DATASET RECORDS:
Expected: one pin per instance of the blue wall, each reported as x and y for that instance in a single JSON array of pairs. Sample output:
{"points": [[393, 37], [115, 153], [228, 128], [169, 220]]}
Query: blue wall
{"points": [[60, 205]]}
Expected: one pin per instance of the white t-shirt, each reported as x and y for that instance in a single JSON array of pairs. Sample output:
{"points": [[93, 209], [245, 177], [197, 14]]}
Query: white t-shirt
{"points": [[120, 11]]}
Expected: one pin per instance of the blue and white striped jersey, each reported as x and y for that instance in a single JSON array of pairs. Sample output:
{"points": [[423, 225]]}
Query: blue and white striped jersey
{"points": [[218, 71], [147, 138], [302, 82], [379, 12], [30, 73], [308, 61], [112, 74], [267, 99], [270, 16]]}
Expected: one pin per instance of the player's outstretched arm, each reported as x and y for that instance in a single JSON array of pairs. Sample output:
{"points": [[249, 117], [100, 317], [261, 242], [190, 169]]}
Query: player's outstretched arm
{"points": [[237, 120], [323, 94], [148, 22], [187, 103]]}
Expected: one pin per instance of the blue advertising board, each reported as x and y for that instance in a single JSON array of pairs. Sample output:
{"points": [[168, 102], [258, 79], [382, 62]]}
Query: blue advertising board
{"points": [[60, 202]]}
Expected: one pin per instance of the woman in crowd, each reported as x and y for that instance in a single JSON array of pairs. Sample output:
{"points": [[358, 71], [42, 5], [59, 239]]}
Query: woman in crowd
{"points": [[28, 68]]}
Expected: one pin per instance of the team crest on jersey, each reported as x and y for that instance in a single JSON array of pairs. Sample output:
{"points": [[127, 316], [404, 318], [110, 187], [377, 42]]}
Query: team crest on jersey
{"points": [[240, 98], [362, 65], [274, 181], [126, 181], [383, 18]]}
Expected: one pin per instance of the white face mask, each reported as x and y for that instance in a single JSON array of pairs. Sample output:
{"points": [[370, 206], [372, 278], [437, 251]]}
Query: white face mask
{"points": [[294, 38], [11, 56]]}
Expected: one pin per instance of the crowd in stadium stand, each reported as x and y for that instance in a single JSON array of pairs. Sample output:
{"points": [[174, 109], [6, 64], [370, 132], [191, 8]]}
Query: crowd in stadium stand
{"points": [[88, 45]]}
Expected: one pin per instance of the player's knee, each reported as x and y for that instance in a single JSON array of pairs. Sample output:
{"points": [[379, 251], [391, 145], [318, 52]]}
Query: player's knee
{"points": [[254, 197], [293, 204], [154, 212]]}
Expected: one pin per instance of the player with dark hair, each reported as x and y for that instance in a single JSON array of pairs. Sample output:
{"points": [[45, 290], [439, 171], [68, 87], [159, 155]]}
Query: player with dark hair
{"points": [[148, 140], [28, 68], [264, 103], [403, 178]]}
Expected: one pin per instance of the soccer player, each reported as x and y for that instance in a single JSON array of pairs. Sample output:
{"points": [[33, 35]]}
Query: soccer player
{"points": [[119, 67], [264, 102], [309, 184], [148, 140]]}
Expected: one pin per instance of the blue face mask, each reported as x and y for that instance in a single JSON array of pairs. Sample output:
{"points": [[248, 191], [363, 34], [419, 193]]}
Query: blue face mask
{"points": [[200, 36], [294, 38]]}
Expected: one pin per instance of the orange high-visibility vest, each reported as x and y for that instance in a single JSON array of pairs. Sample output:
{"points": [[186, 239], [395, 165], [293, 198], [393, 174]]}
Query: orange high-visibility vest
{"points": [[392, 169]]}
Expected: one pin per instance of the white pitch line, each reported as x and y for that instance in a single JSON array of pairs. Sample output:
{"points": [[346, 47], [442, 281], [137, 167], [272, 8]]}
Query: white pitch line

EXERCISE DIRECTIONS:
Reproduce all of the entries above verbatim, in their original order and without any alteration.

RESULT OF THE TASK:
Expected: one pin per instance of the blue wall, each reported as x and y for that instance in a single JSON array of pairs. Sample output:
{"points": [[393, 37], [115, 153], [228, 128], [169, 220]]}
Query: blue wall
{"points": [[60, 205]]}
Expected: one pin per instance of the white t-shirt, each reported as x and y for that instance in a single JSON array of pairs. Sample output:
{"points": [[93, 209], [245, 177], [197, 14]]}
Query: white t-shirt
{"points": [[120, 11]]}
Expected: one pin per instance of the blue and white striped jersey, each reported as x and y for that instance in a single JSON array of pairs. Sample output:
{"points": [[423, 225]]}
Query: blue and white striped jersey
{"points": [[218, 71], [147, 138], [302, 82], [379, 12], [30, 73], [308, 61], [112, 74], [267, 99], [270, 16]]}
Expected: one pin per instance of the player's outstretched arm, each reported as x and y for that instance in a single JSON array of pairs. Sample output:
{"points": [[249, 117], [100, 317], [261, 242], [190, 169]]}
Query: player's outstretched arm
{"points": [[237, 120], [323, 94], [148, 22], [187, 103]]}
Expected: one pin per instance of the blue advertising board, each reported as x and y for that instance in a single JSON array of pairs. Sample output:
{"points": [[168, 102], [258, 79], [382, 62]]}
Query: blue advertising board
{"points": [[60, 202]]}
Expected: one pin per instance of the woman in crowd, each reported as x and y for that instance in a single JSON array of pairs. Sample output:
{"points": [[358, 71], [42, 5], [59, 239]]}
Query: woman in crowd
{"points": [[28, 68]]}
Expected: one pin per instance of the team crest on jersey, each reported as x and y for that instance in a single JSON array of pairs. Sample output:
{"points": [[127, 316], [404, 318], [110, 187], [377, 42]]}
Query: team crest on jersey
{"points": [[240, 98], [362, 65], [274, 181], [126, 181], [383, 18]]}
Expected: one pin per instance of the white face mask, each reported as x and y for that instance in a single JSON array of pairs. Sample output:
{"points": [[370, 206], [372, 278], [437, 251]]}
Query: white face mask
{"points": [[294, 38], [11, 56]]}
Expected: one pin per instance of the crowd in stadium stand, each reported as x and y for that instance in a single JSON array of pairs. Sample output:
{"points": [[174, 109], [6, 64], [370, 132], [191, 8]]}
Query: crowd in stadium stand
{"points": [[88, 45]]}
Expected: one pin per instance of the player's knee, each reported as x and y for that instance in a single JSON array of pairs. Sample output:
{"points": [[379, 251], [391, 145], [318, 52]]}
Query: player's knee
{"points": [[254, 197], [293, 204], [154, 212]]}
Expected: one pin per instance of the player with dark hair, each reported as x and y for that instance in a single JSON array of pairs. Sample output:
{"points": [[45, 290], [439, 171], [68, 87], [159, 155]]}
Query: player with dark hair
{"points": [[148, 140], [28, 68], [264, 103], [403, 178]]}
Expected: one pin per instance of the soccer player, each reported as x and y for that instance in a single JSON array of pairs. Sample output:
{"points": [[33, 35]]}
Query: soccer player
{"points": [[119, 67], [264, 102], [309, 184], [148, 140]]}
Expected: one pin per instance of the blue face mask, each reported as x and y for that instance in a single JSON array of pairs. Sample output:
{"points": [[248, 191], [363, 34], [419, 193]]}
Query: blue face mask
{"points": [[200, 36], [294, 38]]}
Expected: one pin per instance of the orange high-visibility vest, each reported as x and y for that instance in a single JSON array of pairs. Sample output:
{"points": [[186, 239], [395, 165], [293, 198], [393, 174]]}
Query: orange high-visibility vest
{"points": [[392, 169]]}
Expected: one pin per instance of the white pitch line, each reported as x and y for that instance in a single JSON array of pairs. Sample output:
{"points": [[346, 47], [442, 281], [137, 167], [272, 8]]}
Query: white pitch line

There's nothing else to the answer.